Your task
Copy out each of the rows below, putting "occurrence" in place of "instance" wherever it occurs and keeping every other word unchanged.
** start Data records **
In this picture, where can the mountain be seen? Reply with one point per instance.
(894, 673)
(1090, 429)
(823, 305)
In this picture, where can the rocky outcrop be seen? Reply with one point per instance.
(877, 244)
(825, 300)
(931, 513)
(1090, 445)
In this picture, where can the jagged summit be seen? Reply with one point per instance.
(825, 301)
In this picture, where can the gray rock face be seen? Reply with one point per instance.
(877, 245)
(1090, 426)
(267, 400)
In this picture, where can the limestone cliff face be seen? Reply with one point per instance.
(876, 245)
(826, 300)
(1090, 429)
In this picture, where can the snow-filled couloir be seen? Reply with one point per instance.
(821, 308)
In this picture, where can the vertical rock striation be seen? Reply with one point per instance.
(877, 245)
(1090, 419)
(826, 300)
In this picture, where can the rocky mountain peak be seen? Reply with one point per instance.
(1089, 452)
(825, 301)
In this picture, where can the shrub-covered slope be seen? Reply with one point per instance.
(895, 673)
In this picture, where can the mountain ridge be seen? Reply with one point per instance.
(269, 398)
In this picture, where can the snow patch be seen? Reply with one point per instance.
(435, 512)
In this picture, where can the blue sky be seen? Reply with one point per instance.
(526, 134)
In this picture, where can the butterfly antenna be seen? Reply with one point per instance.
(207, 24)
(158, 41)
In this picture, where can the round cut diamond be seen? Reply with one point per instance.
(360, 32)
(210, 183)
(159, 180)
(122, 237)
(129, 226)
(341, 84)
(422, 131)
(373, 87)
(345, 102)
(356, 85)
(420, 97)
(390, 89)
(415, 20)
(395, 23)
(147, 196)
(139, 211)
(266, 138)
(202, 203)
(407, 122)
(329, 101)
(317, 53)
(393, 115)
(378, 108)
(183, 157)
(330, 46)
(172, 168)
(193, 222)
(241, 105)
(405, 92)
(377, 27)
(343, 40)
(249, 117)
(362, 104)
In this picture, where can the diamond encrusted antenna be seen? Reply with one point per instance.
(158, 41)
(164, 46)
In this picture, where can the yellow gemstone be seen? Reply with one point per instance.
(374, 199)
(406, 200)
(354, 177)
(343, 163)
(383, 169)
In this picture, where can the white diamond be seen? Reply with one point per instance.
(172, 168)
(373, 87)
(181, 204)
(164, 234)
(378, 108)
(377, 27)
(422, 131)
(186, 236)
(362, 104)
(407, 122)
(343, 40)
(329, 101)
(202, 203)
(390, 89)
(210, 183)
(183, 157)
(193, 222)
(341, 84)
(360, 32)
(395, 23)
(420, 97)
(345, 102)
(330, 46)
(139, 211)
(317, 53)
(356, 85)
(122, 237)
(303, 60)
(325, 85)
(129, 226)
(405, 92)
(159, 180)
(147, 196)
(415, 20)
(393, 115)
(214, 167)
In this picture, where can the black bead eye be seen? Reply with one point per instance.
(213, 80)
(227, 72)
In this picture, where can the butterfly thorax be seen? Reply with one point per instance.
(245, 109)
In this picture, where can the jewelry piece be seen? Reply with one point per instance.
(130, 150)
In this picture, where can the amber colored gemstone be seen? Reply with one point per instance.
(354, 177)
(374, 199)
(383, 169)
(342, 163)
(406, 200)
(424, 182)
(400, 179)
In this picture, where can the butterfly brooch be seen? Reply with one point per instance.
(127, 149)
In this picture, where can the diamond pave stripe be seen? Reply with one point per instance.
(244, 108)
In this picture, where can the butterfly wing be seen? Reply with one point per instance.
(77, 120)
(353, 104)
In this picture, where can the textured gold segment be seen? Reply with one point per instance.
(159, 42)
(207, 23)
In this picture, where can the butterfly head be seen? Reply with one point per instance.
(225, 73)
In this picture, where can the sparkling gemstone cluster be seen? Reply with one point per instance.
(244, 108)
** end Data records **
Solution to the exercise
In this picture, where can the mountain be seen? Reply with one point per occurrence.
(894, 673)
(1090, 429)
(823, 305)
In this picture, where can the rocky outcrop be seen? Reply with one point per occurrence.
(877, 244)
(825, 300)
(931, 513)
(1090, 445)
In this picture, where can the jagged summit be seen? Reply with one point per occurrence.
(825, 301)
In this picture, where can the gray rock face be seen? Reply with one point per occurrence.
(877, 245)
(1090, 426)
(267, 400)
In this picture, where can the limestone cliff face be seen? Reply with one point per occurrence.
(876, 245)
(826, 300)
(1090, 429)
In this picture, where can the snow-filled couloir be seen? Reply with one point per occurrence.
(821, 308)
In this picture, where can the vertical rock striation be seen? Reply with one point per occurrence.
(877, 245)
(1090, 419)
(826, 300)
In this picture, where can the rocky mountain peak be seen? Reply with one point per occurrence.
(1089, 452)
(825, 301)
In this picture, where can the shrub-covered slope be seen? Reply with one point per occurrence.
(895, 673)
In this picture, where can the mountain ridge be seen? Reply with one point per occurrence.
(269, 398)
In this picture, where can the snow patch be seen? Reply with one point per occurrence.
(435, 512)
In this picture, where can the blue sky be seen? Reply with one point per occurrence.
(526, 134)
In this picture, where can the butterfly antenna be seen? Reply with one point per occurrence.
(207, 24)
(158, 41)
In this picture, where can the round cut diamond be seen? Reply with one point per occurrence.
(360, 32)
(210, 183)
(159, 180)
(122, 237)
(129, 226)
(341, 84)
(422, 131)
(373, 87)
(345, 102)
(356, 85)
(420, 97)
(390, 89)
(415, 20)
(395, 23)
(147, 196)
(139, 211)
(266, 138)
(202, 203)
(407, 122)
(329, 101)
(317, 53)
(393, 115)
(378, 108)
(183, 157)
(330, 46)
(172, 168)
(193, 222)
(241, 105)
(405, 92)
(377, 27)
(343, 40)
(249, 117)
(362, 104)
In this picture, where can the diamond encrusted antenna be seen? Reply with one point per occurrence.
(158, 41)
(164, 46)
In this picture, where can the yellow gemstone be seen? Reply with one point per occurrence.
(374, 199)
(406, 200)
(354, 177)
(343, 163)
(383, 169)
In this picture, where can the white diamond be seen? Reply with one point per occurrence.
(172, 168)
(373, 87)
(181, 204)
(164, 234)
(378, 108)
(377, 27)
(422, 131)
(186, 236)
(362, 104)
(407, 122)
(343, 40)
(329, 101)
(202, 203)
(390, 89)
(210, 183)
(183, 157)
(193, 222)
(341, 84)
(360, 32)
(395, 23)
(420, 97)
(345, 102)
(330, 46)
(139, 211)
(317, 53)
(356, 85)
(122, 237)
(303, 60)
(325, 85)
(129, 226)
(405, 92)
(159, 180)
(147, 196)
(415, 20)
(393, 115)
(214, 167)
In this picture, where can the black bead eye be seen? Reply with one point per occurrence.
(213, 80)
(227, 72)
In this picture, where can the butterfly thorax be seen? Reply with one point per occurrence.
(245, 109)
In this picture, where can the jewelry piece be seen? Reply with one point per occurrence.
(130, 150)
In this picture, where can the amber colored gemstone be seen? Reply with one point per occurrence.
(354, 177)
(374, 199)
(383, 169)
(342, 163)
(406, 200)
(424, 182)
(400, 179)
In this picture, where can the butterfly brooch be seen? Reply with one point per occurrence.
(127, 149)
In this picture, where can the diamond pave stripe be seen? Reply with one point per occurrence.
(244, 108)
In this picture, where can the butterfly wing be seen? Reply with one point per occurrence.
(77, 120)
(353, 104)
In this picture, where can the textured gold segment be seen? Reply with one point per occurrence.
(159, 42)
(207, 23)
In this picture, where can the butterfly head be seen? Reply with one point per occurrence.
(225, 73)
In this picture, where can the sparkling gemstone cluster be seen? Reply with one point per occurrence.
(244, 108)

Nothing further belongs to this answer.